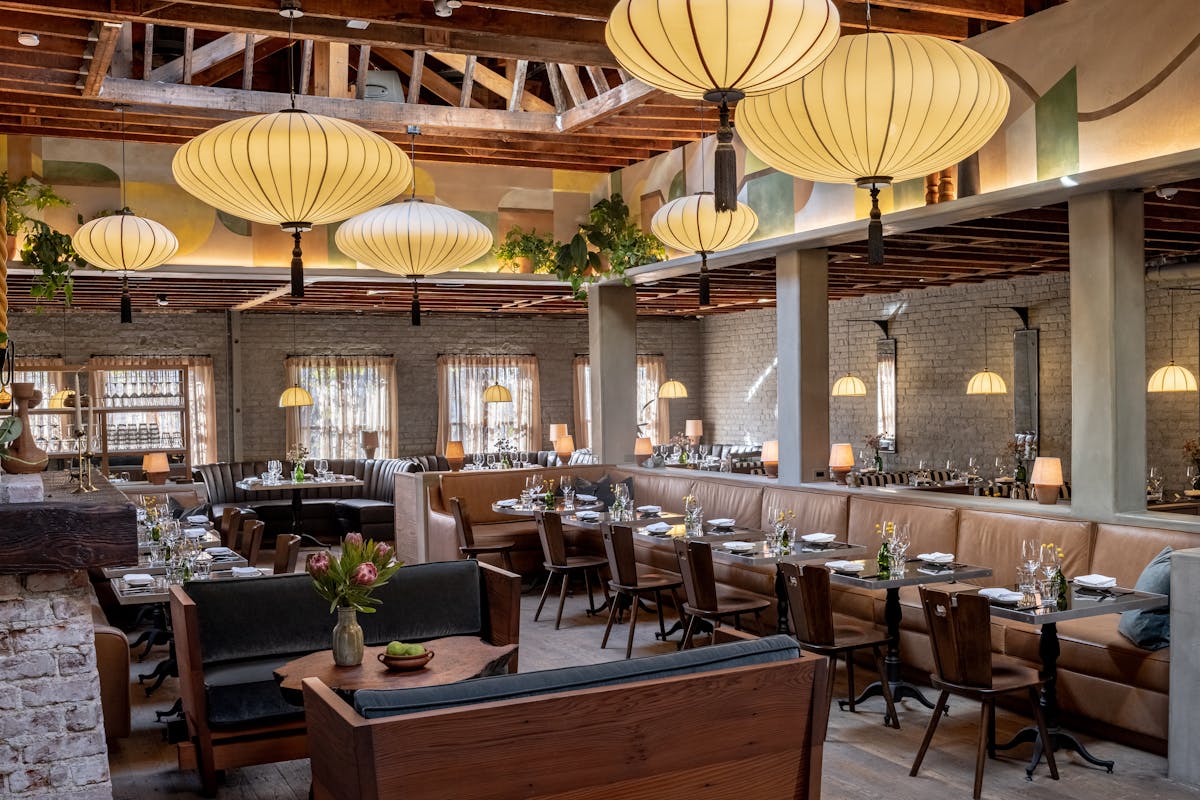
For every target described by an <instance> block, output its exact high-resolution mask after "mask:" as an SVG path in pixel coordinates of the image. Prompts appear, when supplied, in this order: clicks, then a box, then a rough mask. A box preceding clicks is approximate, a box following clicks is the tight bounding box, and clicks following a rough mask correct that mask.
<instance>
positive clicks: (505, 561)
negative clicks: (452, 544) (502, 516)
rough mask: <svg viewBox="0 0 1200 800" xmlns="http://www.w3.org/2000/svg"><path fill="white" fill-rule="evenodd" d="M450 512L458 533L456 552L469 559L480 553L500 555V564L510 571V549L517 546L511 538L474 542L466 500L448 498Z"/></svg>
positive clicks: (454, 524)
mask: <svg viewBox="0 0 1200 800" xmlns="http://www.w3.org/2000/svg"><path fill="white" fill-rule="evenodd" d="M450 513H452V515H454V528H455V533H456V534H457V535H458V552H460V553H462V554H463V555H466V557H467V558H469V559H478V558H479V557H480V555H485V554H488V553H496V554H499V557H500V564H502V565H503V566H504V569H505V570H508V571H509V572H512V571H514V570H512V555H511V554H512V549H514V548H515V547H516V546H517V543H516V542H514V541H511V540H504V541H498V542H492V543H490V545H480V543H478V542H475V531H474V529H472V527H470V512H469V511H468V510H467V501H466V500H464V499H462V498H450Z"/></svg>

◆ ◆ ◆ ◆ ◆ ◆ ◆

- **BRIEF**:
Each record is to be copied word for word, with no images carried over.

- **SOLUTION FOR THIS PROBLEM**:
For every target described by an <instance> block, output its exact high-resolution mask after "mask:" as an SVG path in pixel coordinates of the image. Prompts appear, when supplied, in this order: clicks, then a box, then a rough mask. A box preceding clicks is approximate, a box following clicks is the tight bounding box, and clicks following a rough mask correct that mask.
<instance>
positive clicks: (505, 561)
negative clicks: (452, 544) (502, 516)
rough mask: <svg viewBox="0 0 1200 800" xmlns="http://www.w3.org/2000/svg"><path fill="white" fill-rule="evenodd" d="M450 512L458 533L456 552L469 559L480 553L500 555V564L510 571V549L517 546L511 538L474 542L466 500L448 498Z"/></svg>
positive clicks: (454, 524)
mask: <svg viewBox="0 0 1200 800" xmlns="http://www.w3.org/2000/svg"><path fill="white" fill-rule="evenodd" d="M450 513H452V515H454V528H455V533H456V534H457V535H458V552H460V553H462V554H463V555H466V557H467V558H469V559H478V558H479V557H480V555H485V554H488V553H496V554H499V557H500V564H502V565H503V566H504V569H505V570H508V571H509V572H512V571H514V570H512V555H511V554H512V549H514V548H515V547H516V546H517V543H516V542H514V541H511V540H504V541H498V542H492V543H490V545H480V543H478V542H475V531H474V529H472V527H470V512H469V511H468V510H467V501H466V500H464V499H462V498H450Z"/></svg>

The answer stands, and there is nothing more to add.